Instructions for the task -
The expected result is the segment of the entries that begins with the line containing "Exercise. Point out the utility" and ends with the last line, copied verbatim.

*** Opening of Data supplied ***

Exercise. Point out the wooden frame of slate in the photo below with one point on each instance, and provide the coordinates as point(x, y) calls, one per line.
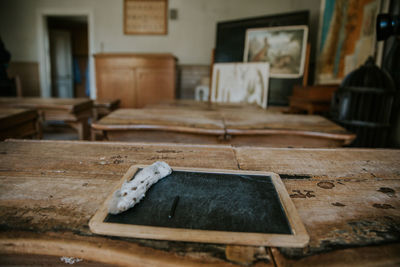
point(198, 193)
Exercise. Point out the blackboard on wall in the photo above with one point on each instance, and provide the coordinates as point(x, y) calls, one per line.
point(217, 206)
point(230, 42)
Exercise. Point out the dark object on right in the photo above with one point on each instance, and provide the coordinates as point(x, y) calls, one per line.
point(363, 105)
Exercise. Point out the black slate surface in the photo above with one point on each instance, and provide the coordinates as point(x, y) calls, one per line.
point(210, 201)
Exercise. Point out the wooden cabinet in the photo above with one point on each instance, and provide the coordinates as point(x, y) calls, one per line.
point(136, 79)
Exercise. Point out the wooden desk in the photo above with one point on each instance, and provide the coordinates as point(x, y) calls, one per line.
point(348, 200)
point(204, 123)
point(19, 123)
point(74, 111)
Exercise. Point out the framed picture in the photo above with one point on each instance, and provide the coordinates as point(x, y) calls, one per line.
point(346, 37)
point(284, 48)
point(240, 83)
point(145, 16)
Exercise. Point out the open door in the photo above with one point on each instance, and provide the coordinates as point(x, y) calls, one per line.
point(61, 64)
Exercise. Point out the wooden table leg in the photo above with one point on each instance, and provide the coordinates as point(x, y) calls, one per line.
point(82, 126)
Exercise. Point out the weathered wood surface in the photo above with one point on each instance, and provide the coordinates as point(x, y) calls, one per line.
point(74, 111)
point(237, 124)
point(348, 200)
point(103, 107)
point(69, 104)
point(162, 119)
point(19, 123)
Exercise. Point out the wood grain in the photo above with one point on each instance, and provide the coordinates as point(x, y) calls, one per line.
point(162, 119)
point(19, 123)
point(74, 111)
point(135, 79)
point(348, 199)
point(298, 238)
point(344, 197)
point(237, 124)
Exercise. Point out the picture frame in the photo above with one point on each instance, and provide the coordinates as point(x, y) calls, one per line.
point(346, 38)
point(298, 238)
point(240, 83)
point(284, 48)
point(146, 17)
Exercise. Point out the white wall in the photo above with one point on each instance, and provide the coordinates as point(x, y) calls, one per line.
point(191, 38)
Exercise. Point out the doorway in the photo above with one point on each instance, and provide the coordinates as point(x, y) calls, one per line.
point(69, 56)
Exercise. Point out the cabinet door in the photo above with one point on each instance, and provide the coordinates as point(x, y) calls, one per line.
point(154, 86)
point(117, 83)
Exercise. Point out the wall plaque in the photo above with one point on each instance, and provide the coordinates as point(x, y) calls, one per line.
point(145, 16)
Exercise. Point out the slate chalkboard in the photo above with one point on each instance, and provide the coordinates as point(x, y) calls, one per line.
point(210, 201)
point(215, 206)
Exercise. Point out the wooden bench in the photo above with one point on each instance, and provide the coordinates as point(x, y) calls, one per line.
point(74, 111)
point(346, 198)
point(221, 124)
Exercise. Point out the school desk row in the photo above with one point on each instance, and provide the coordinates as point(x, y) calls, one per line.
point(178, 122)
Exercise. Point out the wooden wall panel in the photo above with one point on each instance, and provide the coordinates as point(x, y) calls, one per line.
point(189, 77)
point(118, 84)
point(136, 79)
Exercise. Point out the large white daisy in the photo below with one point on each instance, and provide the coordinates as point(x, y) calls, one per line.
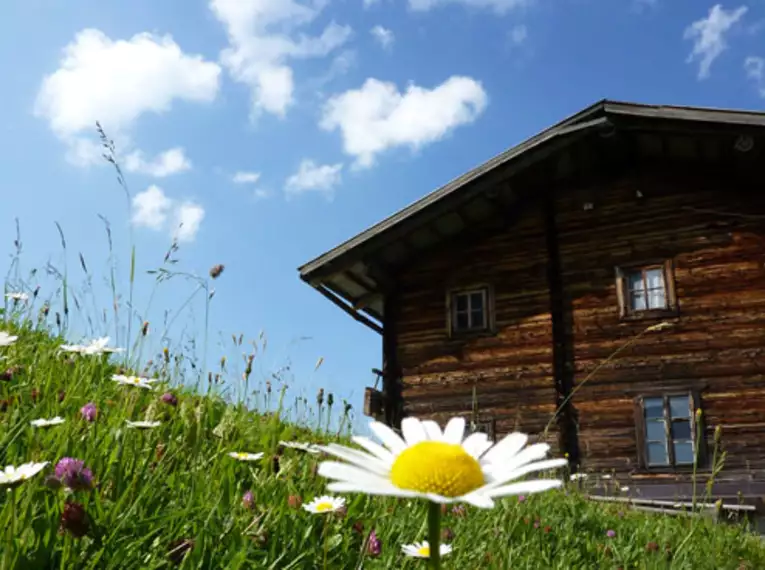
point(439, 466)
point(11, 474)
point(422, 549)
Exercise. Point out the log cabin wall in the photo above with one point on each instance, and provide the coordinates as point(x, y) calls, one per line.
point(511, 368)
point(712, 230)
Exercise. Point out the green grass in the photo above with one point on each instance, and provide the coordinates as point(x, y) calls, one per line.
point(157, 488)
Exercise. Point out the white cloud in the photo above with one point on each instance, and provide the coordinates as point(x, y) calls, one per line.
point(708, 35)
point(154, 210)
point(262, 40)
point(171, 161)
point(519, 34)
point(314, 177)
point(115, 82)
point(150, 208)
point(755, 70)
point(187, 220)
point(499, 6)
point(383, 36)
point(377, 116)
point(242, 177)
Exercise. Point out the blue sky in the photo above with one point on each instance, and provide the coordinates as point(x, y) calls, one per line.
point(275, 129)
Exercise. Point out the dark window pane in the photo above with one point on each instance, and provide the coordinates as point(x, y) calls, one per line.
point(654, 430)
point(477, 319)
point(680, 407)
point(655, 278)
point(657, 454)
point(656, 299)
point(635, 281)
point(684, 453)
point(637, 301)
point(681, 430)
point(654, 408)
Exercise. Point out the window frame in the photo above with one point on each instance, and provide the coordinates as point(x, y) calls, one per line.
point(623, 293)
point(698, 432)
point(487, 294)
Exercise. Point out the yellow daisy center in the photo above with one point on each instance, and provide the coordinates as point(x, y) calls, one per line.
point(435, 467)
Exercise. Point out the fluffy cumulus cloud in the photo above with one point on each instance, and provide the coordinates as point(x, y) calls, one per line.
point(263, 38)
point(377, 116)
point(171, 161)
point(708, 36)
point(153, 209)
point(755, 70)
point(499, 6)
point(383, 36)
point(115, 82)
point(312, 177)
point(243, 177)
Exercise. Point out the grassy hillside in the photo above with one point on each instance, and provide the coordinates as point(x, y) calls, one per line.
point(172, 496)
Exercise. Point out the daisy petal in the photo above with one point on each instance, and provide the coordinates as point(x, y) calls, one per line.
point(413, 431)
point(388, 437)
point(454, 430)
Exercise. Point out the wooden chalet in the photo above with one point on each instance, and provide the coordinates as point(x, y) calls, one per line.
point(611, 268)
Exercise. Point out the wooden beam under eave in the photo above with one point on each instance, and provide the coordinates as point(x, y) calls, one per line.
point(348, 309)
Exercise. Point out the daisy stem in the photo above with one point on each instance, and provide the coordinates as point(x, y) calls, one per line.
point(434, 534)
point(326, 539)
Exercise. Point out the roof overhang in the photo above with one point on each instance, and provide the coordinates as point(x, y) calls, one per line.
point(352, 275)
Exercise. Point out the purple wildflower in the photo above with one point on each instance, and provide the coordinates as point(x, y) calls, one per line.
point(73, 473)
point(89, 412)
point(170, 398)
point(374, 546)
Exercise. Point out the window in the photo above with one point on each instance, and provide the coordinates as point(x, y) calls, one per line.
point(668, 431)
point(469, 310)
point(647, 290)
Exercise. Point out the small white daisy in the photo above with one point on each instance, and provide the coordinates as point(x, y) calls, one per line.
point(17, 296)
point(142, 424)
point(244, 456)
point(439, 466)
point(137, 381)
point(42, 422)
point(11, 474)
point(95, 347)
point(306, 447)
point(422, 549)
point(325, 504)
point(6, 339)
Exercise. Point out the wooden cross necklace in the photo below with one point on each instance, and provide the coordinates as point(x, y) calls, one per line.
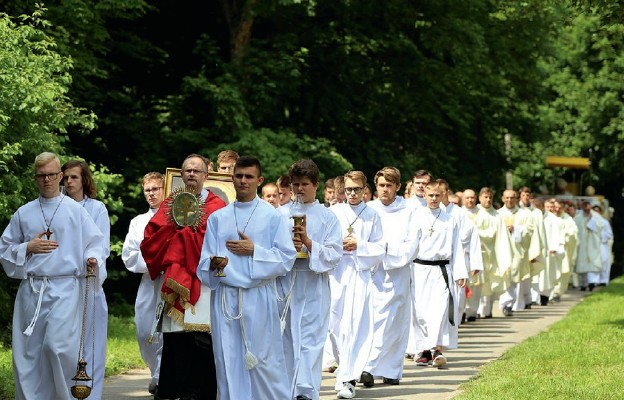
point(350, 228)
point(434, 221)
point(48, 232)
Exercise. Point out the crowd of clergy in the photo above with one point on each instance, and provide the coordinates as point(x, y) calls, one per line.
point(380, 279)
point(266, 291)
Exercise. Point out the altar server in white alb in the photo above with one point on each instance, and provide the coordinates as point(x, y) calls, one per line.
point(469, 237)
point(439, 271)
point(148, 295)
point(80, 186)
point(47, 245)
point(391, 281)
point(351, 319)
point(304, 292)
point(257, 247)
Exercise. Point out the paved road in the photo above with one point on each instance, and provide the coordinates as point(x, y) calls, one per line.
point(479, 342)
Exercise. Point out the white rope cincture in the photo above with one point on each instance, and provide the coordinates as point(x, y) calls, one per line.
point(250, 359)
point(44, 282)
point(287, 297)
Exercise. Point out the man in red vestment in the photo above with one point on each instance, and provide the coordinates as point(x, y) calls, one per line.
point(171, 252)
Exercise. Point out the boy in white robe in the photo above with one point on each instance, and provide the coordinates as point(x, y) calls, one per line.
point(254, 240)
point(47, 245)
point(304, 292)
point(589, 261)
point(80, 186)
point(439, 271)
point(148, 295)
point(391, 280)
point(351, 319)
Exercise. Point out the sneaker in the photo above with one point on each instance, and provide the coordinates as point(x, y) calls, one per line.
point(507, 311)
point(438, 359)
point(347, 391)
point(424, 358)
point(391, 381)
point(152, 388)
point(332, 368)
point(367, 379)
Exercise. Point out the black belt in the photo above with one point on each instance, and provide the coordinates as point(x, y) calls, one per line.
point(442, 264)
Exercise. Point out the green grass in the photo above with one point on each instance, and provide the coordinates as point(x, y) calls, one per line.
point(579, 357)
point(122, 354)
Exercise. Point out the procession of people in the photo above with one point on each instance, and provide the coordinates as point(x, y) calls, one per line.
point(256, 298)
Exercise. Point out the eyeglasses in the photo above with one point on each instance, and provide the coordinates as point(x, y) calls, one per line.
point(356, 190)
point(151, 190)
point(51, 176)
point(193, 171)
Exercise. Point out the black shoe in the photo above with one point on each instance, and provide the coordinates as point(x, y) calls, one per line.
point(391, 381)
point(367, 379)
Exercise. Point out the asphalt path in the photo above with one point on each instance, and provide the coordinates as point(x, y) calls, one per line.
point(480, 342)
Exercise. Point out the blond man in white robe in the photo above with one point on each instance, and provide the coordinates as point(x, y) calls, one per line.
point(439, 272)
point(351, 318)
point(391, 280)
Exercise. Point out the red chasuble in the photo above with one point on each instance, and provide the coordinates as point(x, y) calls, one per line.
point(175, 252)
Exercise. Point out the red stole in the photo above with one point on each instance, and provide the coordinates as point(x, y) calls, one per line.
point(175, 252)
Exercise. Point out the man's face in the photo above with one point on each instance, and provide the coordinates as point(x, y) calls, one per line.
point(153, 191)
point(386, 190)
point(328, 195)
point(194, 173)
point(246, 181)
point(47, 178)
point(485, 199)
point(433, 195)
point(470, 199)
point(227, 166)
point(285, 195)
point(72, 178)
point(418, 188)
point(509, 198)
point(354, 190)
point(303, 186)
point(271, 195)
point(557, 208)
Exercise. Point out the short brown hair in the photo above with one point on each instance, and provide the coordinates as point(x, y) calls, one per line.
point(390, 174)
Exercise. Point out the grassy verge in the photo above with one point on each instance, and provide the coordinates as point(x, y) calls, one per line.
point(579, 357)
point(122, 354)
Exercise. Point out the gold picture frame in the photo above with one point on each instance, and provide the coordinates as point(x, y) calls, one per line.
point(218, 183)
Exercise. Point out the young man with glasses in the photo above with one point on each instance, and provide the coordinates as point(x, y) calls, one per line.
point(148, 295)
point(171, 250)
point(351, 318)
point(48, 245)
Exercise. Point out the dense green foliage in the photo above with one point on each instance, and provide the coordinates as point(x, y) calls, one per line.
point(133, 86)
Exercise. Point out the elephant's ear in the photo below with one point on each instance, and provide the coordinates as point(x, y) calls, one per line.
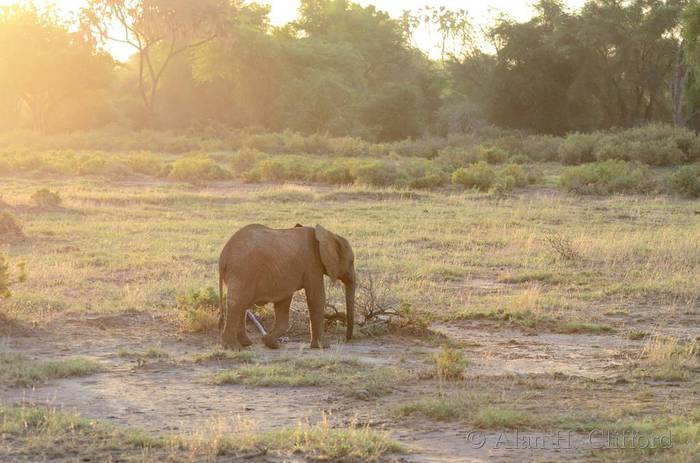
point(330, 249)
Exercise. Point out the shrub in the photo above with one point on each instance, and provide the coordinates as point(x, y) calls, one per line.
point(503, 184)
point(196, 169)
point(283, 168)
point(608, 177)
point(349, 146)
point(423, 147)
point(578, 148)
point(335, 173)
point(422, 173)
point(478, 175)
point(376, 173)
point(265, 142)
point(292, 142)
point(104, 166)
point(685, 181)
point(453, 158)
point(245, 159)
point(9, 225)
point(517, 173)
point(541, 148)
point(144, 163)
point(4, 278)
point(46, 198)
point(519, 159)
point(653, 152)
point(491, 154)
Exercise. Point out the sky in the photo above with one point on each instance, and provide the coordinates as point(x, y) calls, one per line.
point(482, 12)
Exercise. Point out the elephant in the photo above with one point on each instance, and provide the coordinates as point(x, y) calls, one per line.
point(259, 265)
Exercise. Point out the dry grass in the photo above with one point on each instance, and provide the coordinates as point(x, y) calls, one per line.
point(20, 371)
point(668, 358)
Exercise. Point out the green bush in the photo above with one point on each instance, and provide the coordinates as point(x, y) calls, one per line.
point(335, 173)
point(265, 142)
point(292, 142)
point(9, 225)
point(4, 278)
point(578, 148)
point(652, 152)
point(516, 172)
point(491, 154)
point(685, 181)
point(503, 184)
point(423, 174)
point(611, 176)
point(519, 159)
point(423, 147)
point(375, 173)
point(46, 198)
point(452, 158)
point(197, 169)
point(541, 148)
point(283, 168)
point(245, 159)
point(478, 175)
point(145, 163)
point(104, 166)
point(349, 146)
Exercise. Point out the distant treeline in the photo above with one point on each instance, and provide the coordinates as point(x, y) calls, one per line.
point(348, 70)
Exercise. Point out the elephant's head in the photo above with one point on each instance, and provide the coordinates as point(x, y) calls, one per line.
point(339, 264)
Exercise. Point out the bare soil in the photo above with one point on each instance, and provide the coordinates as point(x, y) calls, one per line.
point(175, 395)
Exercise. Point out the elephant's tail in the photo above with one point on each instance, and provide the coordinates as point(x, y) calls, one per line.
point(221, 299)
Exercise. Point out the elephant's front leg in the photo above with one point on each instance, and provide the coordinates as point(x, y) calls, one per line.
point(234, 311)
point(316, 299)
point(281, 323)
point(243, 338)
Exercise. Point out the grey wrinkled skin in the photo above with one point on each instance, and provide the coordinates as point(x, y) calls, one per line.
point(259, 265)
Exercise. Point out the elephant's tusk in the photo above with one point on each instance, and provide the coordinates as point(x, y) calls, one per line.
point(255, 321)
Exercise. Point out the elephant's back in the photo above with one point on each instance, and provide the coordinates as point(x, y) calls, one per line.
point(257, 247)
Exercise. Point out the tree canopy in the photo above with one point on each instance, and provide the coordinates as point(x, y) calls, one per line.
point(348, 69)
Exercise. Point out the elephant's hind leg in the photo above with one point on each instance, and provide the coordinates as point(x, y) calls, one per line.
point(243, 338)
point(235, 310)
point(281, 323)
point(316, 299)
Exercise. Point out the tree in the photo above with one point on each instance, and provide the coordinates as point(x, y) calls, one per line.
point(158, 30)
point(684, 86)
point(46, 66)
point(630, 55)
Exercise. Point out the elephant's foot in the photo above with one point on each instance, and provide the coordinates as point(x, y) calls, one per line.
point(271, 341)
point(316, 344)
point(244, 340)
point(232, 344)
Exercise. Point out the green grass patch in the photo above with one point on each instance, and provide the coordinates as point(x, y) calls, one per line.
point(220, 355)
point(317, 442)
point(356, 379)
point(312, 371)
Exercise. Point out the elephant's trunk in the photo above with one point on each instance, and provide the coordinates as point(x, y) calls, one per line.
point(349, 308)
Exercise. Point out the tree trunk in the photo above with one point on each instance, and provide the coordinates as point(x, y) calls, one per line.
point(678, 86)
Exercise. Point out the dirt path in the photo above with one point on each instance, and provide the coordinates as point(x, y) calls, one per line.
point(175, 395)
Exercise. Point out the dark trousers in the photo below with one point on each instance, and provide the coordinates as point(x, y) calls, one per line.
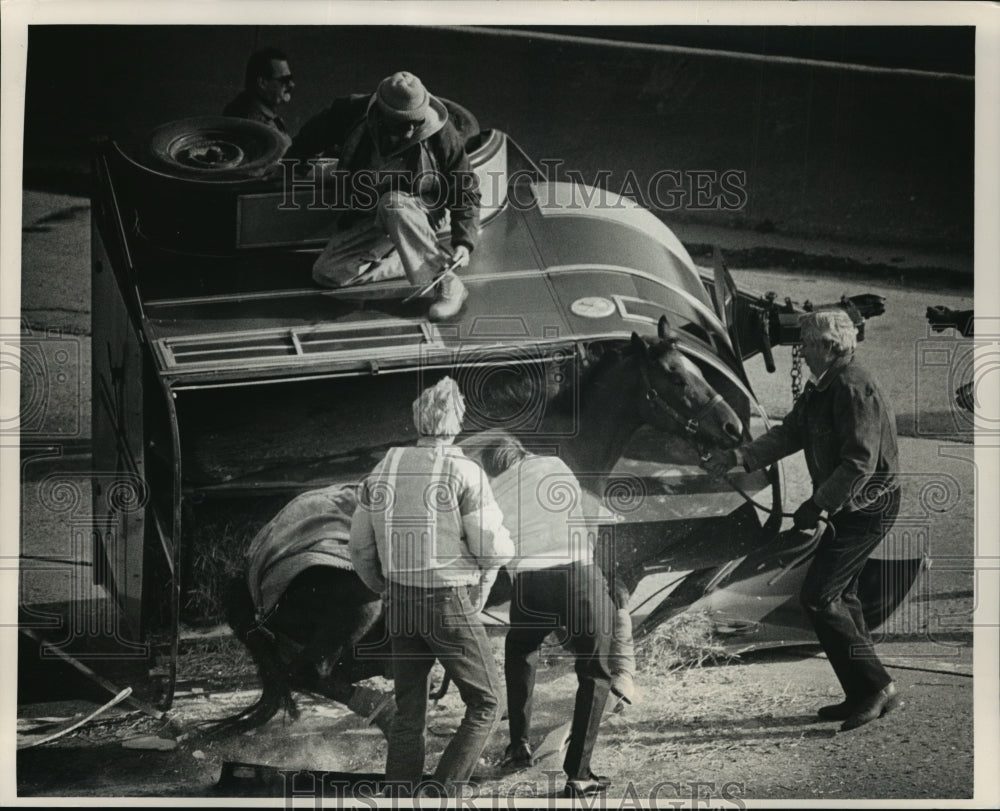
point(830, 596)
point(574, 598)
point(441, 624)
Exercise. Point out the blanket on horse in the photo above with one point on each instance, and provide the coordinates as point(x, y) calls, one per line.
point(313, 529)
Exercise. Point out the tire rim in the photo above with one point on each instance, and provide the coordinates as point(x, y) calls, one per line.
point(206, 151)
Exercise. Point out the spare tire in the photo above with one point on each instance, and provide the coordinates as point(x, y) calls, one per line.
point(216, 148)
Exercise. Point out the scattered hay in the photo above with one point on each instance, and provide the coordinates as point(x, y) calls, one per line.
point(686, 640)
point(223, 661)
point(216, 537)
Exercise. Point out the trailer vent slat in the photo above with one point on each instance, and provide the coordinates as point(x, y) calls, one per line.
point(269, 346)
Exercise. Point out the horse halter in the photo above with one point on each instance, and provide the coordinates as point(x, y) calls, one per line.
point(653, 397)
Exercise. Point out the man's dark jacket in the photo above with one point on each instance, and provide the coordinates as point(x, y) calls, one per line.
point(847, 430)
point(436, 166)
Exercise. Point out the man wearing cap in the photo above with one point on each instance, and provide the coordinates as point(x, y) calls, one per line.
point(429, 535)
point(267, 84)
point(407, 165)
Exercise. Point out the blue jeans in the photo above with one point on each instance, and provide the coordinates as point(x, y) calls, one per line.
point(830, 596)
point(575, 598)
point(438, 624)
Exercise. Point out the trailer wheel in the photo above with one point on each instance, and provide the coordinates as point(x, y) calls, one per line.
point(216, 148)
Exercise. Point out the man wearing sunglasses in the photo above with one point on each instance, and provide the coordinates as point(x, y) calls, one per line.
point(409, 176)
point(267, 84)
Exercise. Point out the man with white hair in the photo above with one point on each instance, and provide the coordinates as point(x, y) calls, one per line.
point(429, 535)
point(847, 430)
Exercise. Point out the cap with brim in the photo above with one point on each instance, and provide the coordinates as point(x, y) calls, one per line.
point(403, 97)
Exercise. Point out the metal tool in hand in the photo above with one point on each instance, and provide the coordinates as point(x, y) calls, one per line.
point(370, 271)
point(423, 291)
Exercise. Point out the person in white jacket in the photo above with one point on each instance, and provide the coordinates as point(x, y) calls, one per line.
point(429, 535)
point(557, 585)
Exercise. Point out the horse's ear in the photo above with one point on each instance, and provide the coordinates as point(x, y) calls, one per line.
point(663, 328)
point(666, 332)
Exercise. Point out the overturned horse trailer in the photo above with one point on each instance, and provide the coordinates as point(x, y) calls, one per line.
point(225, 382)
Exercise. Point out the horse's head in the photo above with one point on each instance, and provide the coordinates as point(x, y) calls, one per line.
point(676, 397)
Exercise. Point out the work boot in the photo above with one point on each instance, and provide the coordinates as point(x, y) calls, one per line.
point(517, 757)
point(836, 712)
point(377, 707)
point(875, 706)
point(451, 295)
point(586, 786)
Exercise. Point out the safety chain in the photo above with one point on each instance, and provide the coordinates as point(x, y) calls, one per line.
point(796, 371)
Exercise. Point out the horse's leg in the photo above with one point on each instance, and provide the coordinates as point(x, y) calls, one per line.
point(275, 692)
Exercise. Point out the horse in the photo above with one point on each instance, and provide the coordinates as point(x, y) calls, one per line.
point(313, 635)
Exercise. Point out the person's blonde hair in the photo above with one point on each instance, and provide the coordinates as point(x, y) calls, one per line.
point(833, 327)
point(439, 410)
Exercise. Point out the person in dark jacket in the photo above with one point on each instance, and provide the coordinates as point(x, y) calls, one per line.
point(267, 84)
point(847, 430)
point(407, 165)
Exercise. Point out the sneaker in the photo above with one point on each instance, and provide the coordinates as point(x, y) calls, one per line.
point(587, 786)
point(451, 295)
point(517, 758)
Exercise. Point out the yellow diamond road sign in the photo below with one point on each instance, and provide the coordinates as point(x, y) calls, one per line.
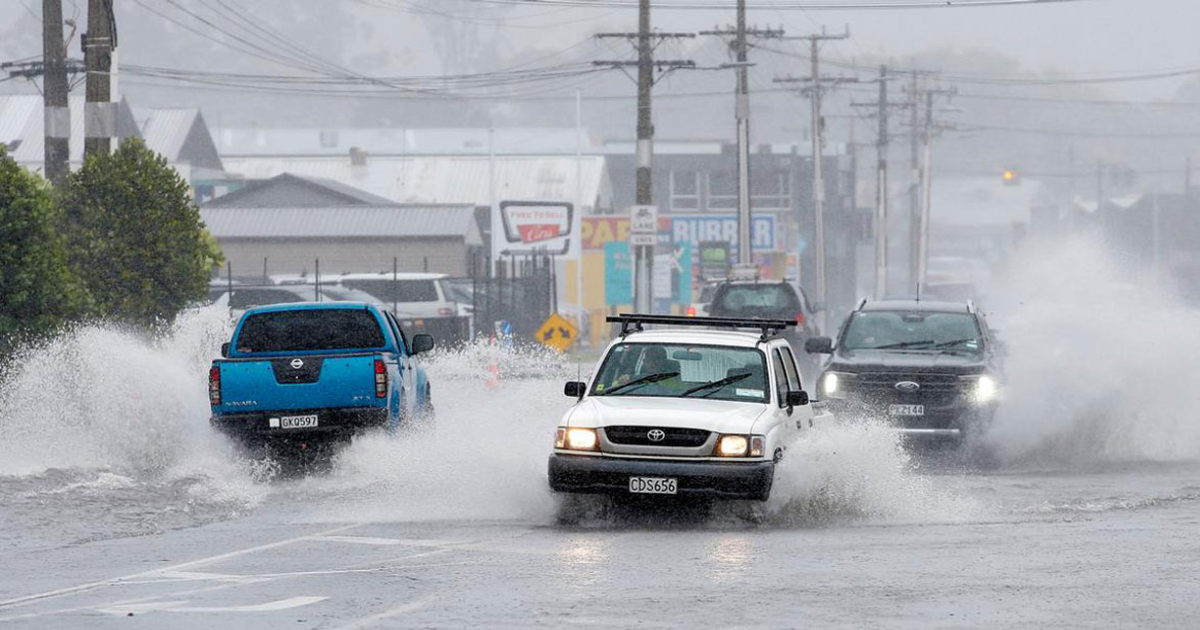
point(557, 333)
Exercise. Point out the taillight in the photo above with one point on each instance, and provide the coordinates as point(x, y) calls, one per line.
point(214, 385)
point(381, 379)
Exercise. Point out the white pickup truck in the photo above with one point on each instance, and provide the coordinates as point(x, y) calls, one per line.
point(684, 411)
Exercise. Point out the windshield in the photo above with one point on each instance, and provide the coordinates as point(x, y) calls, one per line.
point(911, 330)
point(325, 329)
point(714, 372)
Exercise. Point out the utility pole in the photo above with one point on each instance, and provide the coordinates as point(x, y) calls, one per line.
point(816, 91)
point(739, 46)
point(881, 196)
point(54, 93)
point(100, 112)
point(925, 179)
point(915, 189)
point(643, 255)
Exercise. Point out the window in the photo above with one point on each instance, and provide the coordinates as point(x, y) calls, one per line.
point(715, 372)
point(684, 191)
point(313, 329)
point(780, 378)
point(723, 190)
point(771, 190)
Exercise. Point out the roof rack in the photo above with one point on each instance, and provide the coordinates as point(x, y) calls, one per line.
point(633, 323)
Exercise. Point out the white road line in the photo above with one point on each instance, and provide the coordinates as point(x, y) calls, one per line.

*** Close of Data supplied ***

Exercise response -
Exercise. Point out the utility pole in the photo above with one point on each instance, and provide the coordinates as point(x, y) calls, one per line.
point(816, 91)
point(739, 46)
point(881, 196)
point(54, 93)
point(100, 112)
point(925, 179)
point(915, 189)
point(643, 255)
Exercise. Point out the window in the photo above with one point on each instance, and provide the coordinates as point(x, y) calls, one per line.
point(715, 372)
point(684, 191)
point(313, 329)
point(780, 378)
point(723, 190)
point(771, 190)
Exercise. Point out the roof rack in the photo above with one point on each instance, and provide the coordinates as point(x, y) calls, one per line.
point(633, 323)
Exercise. Point out the white road line in the photo above with one point on each instance, and provide the coordinates as point(x, y) calls, one per line.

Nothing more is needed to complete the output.